Un fief de l'Alliance |
Sorti le 23 novembre 2004, World of Warcraft (wow) vient de
fêter ses dix ans, peu après la sortie de la cinquième extension, Warlords of
Draenor. Une telle longévité n’est pas anodine dans le monde du jeu vidéo et s’explique
par les innovations que les développeurs ont continuellement apportées au jeu.
Il en résulte que les joueurs âgés de quatorze ou quinze ans lors de la
découverte du jeu sont actuellement âgés de 24 ou 25 ans, c’est-à-dire qu’ils
sont devenus adultes. C’est l’occasion de souligner une nouveauté majeure dans
la dernière extension, celle du fief.
Le fief est une parcelle de terrain qui appartient au joueur et sur lequel il
établit puis développe une base. Cette base abrite un hôtel de ville, centre de
commandement d’où le joueur gère la construction des autres bâtiments et gère
les activités de sujets qui lui sont loyaux. Entre-temps, le personnage des joueurs est devenu commandant.
La gestion du fief est une innovation originale dans wow qui apporte un
gameplay complémentaire à celui qui existait jusqu’alors.

- _CONSIGNE A_
Reproduisez à l'identique, dans le texte sur le fief de World of Warcraft, tout le passage qui va de « Le fief est » jusqu'à « qui existait jusqu’alors. ».
- _CONSIGNE B_
Répondez à ces questions d'après le texte sur le fief de World of Warcraft :
(i) À quelle date le jeu est-il sorti ?
(ii) Comment s'appelle la cinquième extension ?
(iii) Quel bâtiment, dans la base, sert de centre de commandement ?

- _ENREGISTREMENTS PRÉSENTÉS_
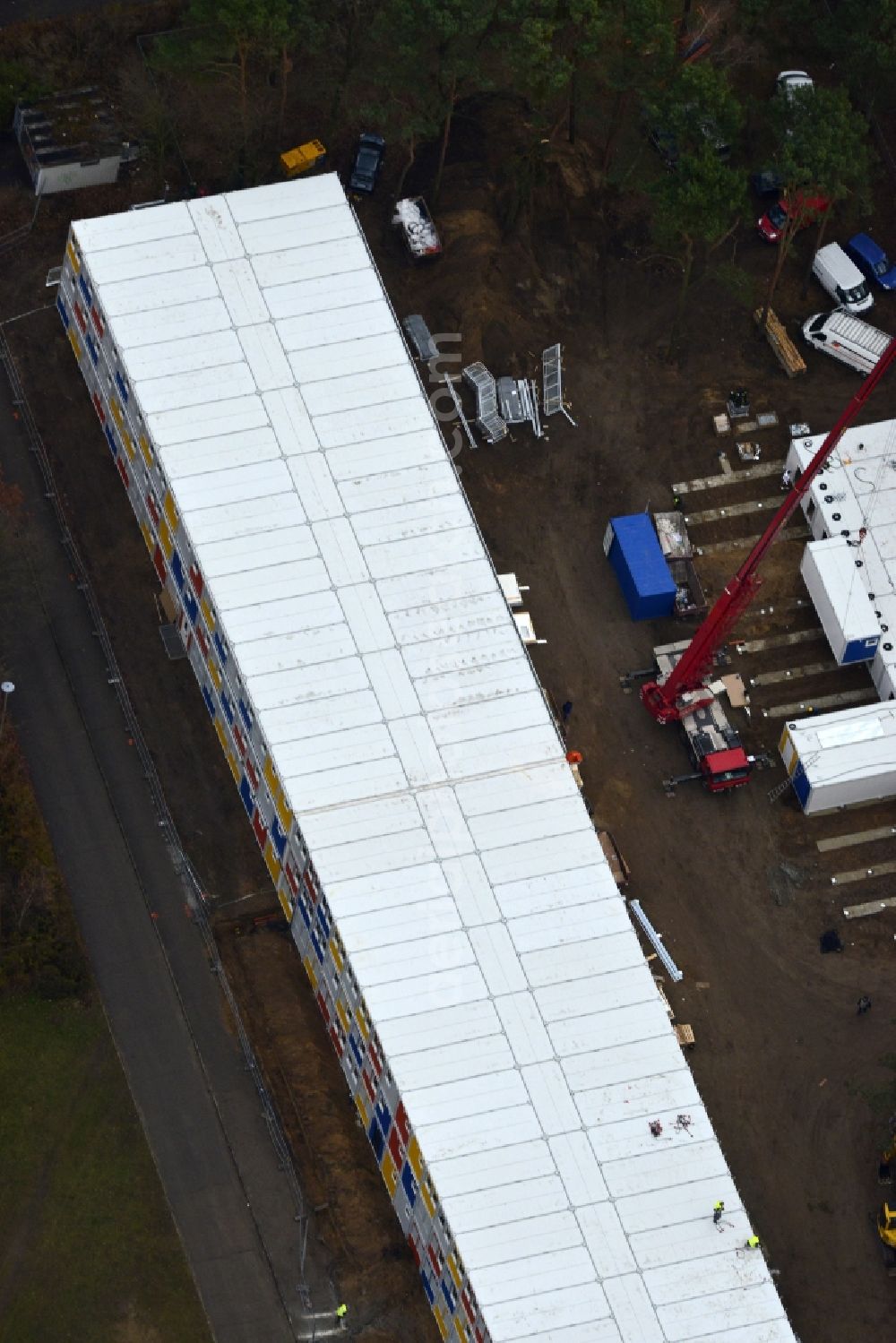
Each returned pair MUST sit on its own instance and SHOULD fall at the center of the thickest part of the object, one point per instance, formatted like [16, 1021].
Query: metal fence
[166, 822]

==

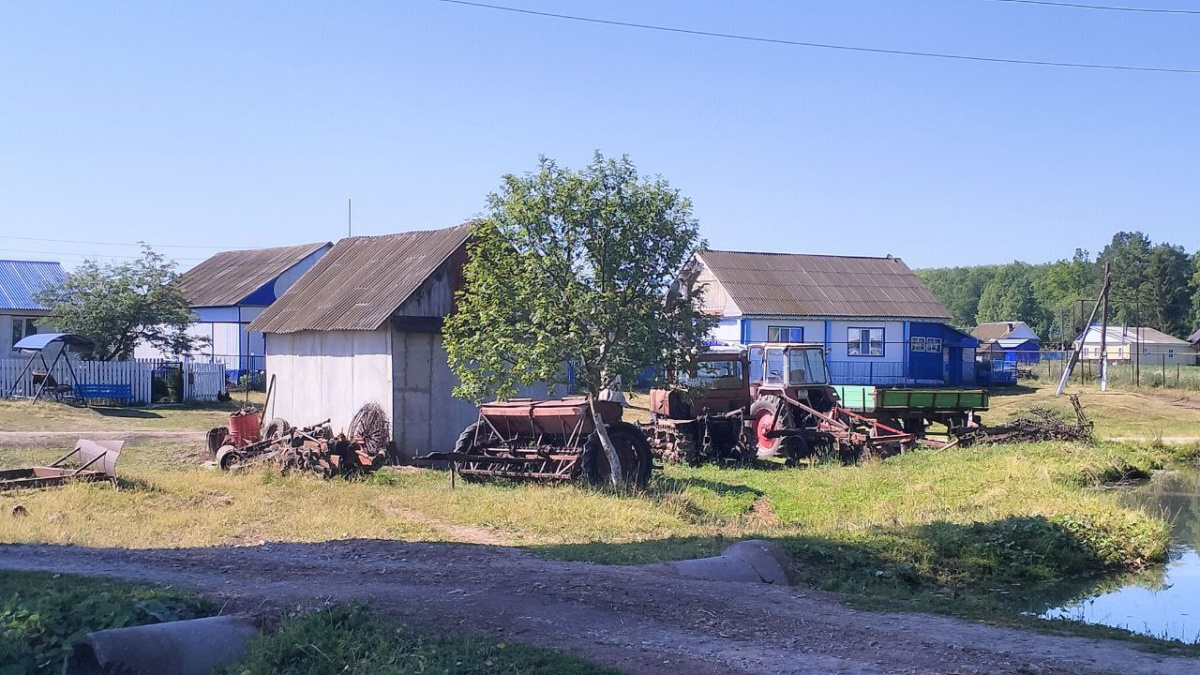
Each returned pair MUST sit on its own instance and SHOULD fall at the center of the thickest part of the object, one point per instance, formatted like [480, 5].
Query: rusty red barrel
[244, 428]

---

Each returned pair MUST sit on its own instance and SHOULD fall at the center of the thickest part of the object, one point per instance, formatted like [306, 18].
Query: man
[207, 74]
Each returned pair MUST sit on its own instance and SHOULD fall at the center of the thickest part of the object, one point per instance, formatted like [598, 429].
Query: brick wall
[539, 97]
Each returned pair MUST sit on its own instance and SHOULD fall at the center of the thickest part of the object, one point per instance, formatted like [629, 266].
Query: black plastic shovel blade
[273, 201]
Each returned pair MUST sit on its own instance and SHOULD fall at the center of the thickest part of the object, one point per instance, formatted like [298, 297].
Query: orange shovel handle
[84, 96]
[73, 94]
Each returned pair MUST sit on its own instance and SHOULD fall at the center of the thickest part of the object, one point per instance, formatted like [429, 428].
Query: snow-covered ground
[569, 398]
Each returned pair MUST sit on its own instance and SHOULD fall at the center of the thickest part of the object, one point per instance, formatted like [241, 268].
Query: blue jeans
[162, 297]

- _RÉPONSE FINALE A_
Le fief est une parcelle de terrain qui appartient au joueur et sur lequel il
établit puis développe une base. Cette base abrite un hôtel de ville, centre de
commandement d’où le joueur gère la construction des autres bâtiments et gère
les activités de sujets qui lui sont loyaux. Entre-temps, le personnage des joueurs est devenu commandant.
La gestion du fief est une innovation originale dans wow qui apporte un
gameplay complémentaire à celui qui existait jusqu’alors.

- _RÉPONSE FINALE B_
(i) Le 23 novembre 2004.
(ii) Warlords of Draenor.
(iii) L'hôtel de ville.